Exercices
A. D’après le texte sur l’Amérique au temps des épidémies, combien d’habitants le Mexique comptait-il en 1518 ?
B. Énumérez toutes les maladies nommées dans le texte sur l’Amérique au temps des épidémies.
C. Recopiez le passage du texte sur l’Amérique au temps des épidémies qui commence par « L’Amérique au temps » et se termine par « la fièvre jaune. ».

Texte présenté
= = = = =
L’Amérique au temps des épidémies

On a longtemps pensé que les conquérants européens avaient importé de nombreux microbes dans le Nouveau Monde. On découvre aujourd’hui que les populations précolombiennes étaient loin d’être en bonne santé.

Publié le 4 mars 2003 Lecture : 3 minutes.

Lorsque les Espagnols ont débarqué dans le Nouveau Monde, ils étaient porteurs de la croix, de fusils et de microbes. Les populations locales ont résisté aux armes et à l’évangélisation. Face aux agents pathogènes, elles n’avaient aucune chance. Leur système immunitaire n’était pas préparé à lutter contre la variole et la rougeole, le paludisme et la fièvre jaune.
On connaît les ravages causés par le travail forcé et, surtout, les épidémies. Au Mexique, par exemple, la population, qui comptait 25,2 millions d’habitants en 1518, l’année précédant le débarquement de Cortés, n’en avait plus que 1,1 million quatre-vingt-dix ans plus tard. Dans un livre intitulé The Backbone of History : Health and Nutrition in the Western Hemisphere, deux chercheurs américains, Richard Steckel, économiste et anthropologue à l’université de l’Ohio, et Jérôme Rose, anthropologue à l’université de l’Arkansas, démontrent cependant que, même avant 1492, l’Amérique n’était pas un paradis. La responsabilité des conquistadores n’est en rien diminuée, mais il est clair qu’avant l’arrivée des Européens et des Africains les populations précolombiennes étaient loin d’être en parfaite santé. L’étude porte sur l’Amérique avant Colomb et Amerigo Vespucci et sur les conséquences sanitaires des premiers contacts entre les nouveaux arrivants et les Indiens-Américains, mais suit aussi l’évolution de la santé des Européens-Américains et des Africains-Américains jusqu’au début du XXe siècle.
= = = = =
Liste des données
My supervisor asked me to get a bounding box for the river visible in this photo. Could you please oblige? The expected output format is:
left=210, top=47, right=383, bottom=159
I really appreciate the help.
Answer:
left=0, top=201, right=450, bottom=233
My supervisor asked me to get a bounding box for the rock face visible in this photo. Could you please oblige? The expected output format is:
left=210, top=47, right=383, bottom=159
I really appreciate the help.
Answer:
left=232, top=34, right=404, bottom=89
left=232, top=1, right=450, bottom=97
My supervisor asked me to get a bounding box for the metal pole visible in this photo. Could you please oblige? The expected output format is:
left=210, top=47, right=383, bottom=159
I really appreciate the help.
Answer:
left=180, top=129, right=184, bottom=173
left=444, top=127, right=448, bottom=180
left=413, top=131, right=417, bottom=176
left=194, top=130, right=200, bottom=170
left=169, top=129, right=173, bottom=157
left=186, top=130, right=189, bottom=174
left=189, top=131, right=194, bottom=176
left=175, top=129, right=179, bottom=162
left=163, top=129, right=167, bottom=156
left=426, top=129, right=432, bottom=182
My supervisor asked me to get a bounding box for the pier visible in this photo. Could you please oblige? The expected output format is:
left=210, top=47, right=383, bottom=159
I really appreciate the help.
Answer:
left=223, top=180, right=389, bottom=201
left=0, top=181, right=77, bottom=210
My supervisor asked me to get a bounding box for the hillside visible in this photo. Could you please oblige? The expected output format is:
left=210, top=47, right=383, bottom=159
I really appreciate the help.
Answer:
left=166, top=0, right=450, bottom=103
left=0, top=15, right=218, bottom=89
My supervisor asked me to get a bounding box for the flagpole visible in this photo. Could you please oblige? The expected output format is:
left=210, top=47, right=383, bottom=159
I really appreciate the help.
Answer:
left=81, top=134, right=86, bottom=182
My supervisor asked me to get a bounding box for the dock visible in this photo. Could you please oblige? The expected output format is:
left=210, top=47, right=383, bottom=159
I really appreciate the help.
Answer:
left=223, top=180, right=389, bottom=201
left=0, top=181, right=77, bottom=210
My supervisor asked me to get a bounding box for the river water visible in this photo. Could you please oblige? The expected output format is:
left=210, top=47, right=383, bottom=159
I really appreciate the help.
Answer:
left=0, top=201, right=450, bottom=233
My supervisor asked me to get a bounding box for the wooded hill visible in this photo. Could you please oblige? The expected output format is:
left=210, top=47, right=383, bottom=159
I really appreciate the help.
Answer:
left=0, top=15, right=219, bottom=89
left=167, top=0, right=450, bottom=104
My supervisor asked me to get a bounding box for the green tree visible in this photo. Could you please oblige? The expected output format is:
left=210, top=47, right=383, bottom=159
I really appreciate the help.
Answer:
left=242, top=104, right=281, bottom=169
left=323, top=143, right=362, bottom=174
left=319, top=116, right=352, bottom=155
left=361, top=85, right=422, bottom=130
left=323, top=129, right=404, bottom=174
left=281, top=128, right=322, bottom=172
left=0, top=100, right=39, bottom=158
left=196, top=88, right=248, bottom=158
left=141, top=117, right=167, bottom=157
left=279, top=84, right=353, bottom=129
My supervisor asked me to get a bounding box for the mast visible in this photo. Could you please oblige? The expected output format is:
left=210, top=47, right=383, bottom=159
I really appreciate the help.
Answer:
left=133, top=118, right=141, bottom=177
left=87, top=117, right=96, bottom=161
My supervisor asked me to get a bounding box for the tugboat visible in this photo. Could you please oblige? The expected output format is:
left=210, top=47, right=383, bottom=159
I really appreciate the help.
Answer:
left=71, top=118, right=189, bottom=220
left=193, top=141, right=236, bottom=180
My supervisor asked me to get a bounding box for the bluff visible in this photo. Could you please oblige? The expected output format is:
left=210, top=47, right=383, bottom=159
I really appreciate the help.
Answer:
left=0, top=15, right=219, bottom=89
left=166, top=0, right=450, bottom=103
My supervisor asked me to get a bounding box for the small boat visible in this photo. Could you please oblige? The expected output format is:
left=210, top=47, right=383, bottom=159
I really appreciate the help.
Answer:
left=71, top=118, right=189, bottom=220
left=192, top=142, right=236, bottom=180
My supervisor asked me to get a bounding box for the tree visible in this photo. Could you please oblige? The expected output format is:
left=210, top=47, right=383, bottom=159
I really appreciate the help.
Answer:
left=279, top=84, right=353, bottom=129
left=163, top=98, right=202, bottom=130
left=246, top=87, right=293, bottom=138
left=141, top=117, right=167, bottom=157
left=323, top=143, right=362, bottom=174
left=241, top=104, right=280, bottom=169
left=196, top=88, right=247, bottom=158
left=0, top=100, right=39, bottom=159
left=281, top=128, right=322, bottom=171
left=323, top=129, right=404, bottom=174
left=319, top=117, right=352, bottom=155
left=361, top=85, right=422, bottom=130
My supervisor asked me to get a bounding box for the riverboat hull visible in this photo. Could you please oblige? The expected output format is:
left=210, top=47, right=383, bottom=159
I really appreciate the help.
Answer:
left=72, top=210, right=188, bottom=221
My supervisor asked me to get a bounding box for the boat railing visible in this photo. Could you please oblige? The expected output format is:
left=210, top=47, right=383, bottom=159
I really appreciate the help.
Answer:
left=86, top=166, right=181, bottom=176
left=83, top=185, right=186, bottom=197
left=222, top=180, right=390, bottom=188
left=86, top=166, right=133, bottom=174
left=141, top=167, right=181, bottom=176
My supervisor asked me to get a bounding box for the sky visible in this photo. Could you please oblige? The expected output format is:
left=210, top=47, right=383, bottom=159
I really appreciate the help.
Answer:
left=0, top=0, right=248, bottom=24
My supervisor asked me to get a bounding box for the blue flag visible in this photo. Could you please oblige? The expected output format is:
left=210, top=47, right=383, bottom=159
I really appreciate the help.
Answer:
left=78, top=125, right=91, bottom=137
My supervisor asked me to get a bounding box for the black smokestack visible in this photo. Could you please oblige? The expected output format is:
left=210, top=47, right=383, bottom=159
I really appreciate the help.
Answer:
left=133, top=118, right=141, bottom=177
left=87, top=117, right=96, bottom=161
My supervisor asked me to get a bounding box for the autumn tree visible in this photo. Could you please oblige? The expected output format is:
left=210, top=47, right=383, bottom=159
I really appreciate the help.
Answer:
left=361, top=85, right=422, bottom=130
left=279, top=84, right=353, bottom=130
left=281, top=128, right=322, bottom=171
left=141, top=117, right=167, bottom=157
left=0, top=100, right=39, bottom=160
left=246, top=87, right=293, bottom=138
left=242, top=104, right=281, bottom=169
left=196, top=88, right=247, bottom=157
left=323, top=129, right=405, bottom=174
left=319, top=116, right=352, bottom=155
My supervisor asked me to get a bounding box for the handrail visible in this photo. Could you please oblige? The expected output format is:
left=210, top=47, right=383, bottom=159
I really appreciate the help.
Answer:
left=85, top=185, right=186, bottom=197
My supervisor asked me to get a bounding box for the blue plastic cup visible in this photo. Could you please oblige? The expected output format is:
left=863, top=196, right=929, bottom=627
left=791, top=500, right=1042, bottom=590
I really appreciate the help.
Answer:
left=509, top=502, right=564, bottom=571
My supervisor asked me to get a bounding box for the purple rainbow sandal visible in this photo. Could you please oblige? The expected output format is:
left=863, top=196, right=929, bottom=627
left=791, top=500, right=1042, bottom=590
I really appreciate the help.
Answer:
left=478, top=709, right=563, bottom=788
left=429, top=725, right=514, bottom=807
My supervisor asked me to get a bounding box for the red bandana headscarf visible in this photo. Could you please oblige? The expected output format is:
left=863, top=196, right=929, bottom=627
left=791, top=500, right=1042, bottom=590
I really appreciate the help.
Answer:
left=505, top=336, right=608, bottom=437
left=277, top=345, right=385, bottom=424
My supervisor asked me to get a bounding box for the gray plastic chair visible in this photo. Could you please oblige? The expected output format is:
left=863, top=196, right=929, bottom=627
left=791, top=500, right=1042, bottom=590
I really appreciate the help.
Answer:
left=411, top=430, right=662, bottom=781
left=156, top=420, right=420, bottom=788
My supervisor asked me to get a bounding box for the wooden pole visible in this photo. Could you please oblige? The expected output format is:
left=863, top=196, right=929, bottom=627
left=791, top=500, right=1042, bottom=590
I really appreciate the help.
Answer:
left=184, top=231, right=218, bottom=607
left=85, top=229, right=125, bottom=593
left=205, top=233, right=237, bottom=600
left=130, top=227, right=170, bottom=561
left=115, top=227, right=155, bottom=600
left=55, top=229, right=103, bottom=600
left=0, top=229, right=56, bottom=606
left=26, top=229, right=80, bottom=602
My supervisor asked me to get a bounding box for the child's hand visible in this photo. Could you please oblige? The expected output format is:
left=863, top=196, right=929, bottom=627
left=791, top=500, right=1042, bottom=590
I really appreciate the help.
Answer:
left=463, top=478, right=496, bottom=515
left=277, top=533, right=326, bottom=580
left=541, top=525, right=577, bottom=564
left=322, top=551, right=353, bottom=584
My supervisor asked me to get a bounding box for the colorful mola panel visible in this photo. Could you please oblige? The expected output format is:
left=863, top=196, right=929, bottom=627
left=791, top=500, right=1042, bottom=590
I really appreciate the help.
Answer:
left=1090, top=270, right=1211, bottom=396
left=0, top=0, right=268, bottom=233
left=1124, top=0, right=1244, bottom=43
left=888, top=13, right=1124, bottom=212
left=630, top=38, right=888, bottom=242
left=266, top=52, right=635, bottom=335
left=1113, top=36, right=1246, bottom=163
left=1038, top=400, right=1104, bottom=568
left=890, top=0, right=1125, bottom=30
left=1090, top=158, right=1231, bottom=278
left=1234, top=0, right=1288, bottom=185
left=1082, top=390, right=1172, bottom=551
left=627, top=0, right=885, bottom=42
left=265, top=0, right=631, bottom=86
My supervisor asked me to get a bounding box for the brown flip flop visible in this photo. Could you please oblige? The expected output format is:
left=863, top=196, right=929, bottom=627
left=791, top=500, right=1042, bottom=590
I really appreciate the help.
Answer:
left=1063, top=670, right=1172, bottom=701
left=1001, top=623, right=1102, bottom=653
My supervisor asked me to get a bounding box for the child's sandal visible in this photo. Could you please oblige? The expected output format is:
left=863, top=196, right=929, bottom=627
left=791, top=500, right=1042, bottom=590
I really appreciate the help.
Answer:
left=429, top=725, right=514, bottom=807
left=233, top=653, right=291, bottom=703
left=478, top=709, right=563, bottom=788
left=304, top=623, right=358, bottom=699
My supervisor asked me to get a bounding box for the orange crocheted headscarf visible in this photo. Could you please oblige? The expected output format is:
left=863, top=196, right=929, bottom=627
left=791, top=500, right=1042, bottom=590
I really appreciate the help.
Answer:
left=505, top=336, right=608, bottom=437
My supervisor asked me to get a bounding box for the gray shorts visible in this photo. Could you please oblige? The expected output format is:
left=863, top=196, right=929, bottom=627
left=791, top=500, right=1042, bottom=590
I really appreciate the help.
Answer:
= = = = =
Réponses
A. 25,2 millions d’habitants.

B. La variole, la rougeole, le paludisme et la fièvre jaune.

C.
L’Amérique au temps des épidémies

On a longtemps pensé que les conquérants européens avaient importé de nombreux microbes dans le Nouveau Monde. On découvre aujourd’hui que les populations précolombiennes étaient loin d’être en bonne santé.

Publié le 4 mars 2003 Lecture : 3 minutes.

Lorsque les Espagnols ont débarqué dans le Nouveau Monde, ils étaient porteurs de la croix, de fusils et de microbes. Les populations locales ont résisté aux armes et à l’évangélisation. Face aux agents pathogènes, elles n’avaient aucune chance. Leur système immunitaire n’était pas préparé à lutter contre la variole et la rougeole, le paludisme et la fièvre jaune.